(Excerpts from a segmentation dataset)
-*-*-

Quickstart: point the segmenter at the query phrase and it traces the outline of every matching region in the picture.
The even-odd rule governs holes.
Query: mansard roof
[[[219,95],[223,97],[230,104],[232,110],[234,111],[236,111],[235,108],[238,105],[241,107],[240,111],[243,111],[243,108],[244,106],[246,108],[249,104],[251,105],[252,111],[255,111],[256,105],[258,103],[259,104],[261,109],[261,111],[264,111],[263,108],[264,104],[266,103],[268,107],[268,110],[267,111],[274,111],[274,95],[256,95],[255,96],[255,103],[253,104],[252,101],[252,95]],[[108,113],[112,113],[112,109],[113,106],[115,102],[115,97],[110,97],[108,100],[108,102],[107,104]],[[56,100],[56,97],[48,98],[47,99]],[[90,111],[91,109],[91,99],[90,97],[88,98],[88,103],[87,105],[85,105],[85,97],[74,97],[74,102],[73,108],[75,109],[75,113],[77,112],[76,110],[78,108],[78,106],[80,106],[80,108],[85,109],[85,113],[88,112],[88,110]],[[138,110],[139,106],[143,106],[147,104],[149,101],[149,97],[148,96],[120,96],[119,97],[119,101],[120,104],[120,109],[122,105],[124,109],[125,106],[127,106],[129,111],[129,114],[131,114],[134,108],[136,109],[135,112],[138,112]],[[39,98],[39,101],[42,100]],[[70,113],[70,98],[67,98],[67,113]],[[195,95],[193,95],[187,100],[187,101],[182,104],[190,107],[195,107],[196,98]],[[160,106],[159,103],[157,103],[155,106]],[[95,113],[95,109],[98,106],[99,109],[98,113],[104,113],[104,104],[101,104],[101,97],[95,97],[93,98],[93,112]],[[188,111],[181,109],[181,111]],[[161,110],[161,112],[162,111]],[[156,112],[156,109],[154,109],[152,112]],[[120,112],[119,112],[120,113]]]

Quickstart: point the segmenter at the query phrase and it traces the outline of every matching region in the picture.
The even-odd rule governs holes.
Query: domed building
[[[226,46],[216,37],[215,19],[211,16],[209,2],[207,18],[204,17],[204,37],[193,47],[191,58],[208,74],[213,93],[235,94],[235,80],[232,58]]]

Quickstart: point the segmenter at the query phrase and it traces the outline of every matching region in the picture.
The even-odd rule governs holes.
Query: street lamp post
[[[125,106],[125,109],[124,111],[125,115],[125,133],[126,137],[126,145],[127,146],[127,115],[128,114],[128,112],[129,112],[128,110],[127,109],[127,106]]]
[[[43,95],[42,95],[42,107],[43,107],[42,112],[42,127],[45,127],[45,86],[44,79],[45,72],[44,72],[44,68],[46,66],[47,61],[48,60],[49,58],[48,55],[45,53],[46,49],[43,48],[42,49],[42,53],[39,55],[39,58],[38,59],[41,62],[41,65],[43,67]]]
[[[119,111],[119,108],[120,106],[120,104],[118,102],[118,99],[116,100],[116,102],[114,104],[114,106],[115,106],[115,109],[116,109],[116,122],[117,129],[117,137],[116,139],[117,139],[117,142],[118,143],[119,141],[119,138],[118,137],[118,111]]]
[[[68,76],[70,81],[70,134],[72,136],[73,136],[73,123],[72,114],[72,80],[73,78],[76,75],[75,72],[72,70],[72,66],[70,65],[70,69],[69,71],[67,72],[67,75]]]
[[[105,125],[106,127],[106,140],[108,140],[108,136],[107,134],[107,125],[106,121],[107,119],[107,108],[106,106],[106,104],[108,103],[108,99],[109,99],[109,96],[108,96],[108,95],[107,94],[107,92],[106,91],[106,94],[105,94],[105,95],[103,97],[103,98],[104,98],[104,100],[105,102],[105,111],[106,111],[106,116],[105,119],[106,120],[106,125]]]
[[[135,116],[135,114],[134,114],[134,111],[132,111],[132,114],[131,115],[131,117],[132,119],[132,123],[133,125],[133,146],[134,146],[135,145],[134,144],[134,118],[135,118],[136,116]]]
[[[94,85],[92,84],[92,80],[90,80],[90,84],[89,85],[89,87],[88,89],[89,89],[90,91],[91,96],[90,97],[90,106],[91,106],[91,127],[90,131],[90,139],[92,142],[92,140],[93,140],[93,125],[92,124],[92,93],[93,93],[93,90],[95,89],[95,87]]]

-*-*-

THE TASK
Reproduce all of the data above line for line, without altering a single character.

TASK OUTPUT
Quickstart: point the segmenter at the query phrase and it traces the outline of every matching region in the picture.
The even-odd rule governs holes.
Query: mansard roof
[[[219,95],[223,97],[230,104],[232,110],[234,111],[236,111],[235,108],[238,105],[241,107],[240,111],[243,111],[243,108],[244,106],[246,108],[249,104],[251,105],[252,111],[255,111],[256,105],[258,103],[259,104],[261,109],[261,111],[264,111],[263,108],[264,104],[266,103],[268,107],[268,110],[267,111],[274,111],[274,95],[256,95],[255,96],[255,103],[253,104],[252,101],[252,95]],[[108,113],[112,113],[112,109],[113,106],[115,102],[115,97],[110,97],[108,100],[108,102],[107,104]],[[56,100],[56,97],[48,98],[47,99]],[[90,111],[91,109],[91,99],[90,97],[88,98],[88,103],[87,105],[85,105],[85,97],[74,97],[74,102],[73,108],[75,109],[75,113],[77,112],[76,110],[78,108],[78,106],[80,106],[80,108],[85,109],[85,113],[88,112],[88,110]],[[138,110],[139,106],[143,106],[147,104],[149,101],[149,97],[148,96],[120,96],[119,97],[119,101],[120,104],[120,109],[122,105],[124,109],[125,106],[127,106],[129,111],[129,114],[131,114],[134,108],[136,109],[135,112],[138,112]],[[39,98],[39,101],[42,100]],[[70,113],[70,98],[67,98],[67,113]],[[195,95],[193,95],[187,100],[187,101],[182,104],[190,107],[195,107],[196,98]],[[160,106],[159,103],[157,103],[155,106]],[[95,113],[95,109],[98,106],[99,109],[98,113],[104,113],[104,104],[101,104],[101,97],[95,97],[93,98],[93,112]],[[188,111],[181,109],[181,111]],[[161,110],[161,112],[162,111]],[[156,112],[156,109],[154,109],[152,112]],[[120,112],[119,112],[120,113]]]

Quickstart: point the segmenter at the query phrase and it traces the outline of every matching region in the picture.
The even-odd rule governs holes.
Query: domed building
[[[226,46],[216,37],[215,19],[211,16],[209,2],[207,18],[204,17],[204,37],[193,47],[191,58],[208,74],[213,93],[235,94],[235,80],[232,58]]]

Quickstart: point the segmenter at the query phrase and it traces the outline of every matching region in the picture.
The even-odd rule governs holes.
Query: street lamp post
[[[125,106],[125,109],[124,111],[125,115],[125,133],[126,137],[126,145],[127,146],[127,115],[128,114],[128,112],[129,112],[128,110],[127,109],[127,106]]]
[[[43,95],[42,95],[42,107],[43,107],[42,112],[42,127],[45,127],[45,86],[44,79],[45,72],[44,72],[44,68],[46,66],[47,61],[48,60],[49,58],[48,55],[45,53],[46,49],[43,48],[42,49],[42,53],[39,55],[39,58],[38,59],[41,62],[41,65],[43,67]]]
[[[119,111],[119,108],[120,106],[120,104],[118,102],[118,99],[116,100],[116,102],[114,104],[114,106],[115,106],[115,109],[116,109],[116,122],[117,129],[117,137],[116,139],[117,139],[117,142],[118,143],[119,141],[119,138],[118,137],[118,111]]]
[[[68,76],[70,81],[70,134],[72,136],[73,136],[73,123],[72,114],[72,80],[73,78],[76,75],[75,72],[72,70],[72,66],[70,65],[70,69],[69,71],[67,72],[67,75]]]
[[[105,125],[106,127],[106,140],[108,140],[108,136],[107,134],[107,125],[106,121],[107,119],[107,108],[106,106],[106,104],[108,103],[108,99],[109,99],[109,96],[108,96],[108,95],[107,94],[107,92],[106,91],[106,94],[105,94],[105,95],[103,97],[103,98],[104,98],[104,100],[105,102],[105,111],[106,111],[106,116],[105,119],[106,120],[106,125]]]
[[[135,116],[135,114],[134,114],[134,111],[132,111],[132,114],[131,115],[131,117],[132,119],[132,123],[133,125],[133,146],[134,146],[135,145],[134,144],[134,118],[135,118],[136,116]]]
[[[94,85],[92,84],[92,80],[90,80],[90,84],[89,85],[89,87],[88,89],[89,89],[90,91],[91,96],[90,97],[90,106],[91,106],[91,127],[90,131],[90,139],[92,142],[92,140],[93,140],[93,125],[92,124],[92,93],[93,93],[93,90],[95,89],[95,87]]]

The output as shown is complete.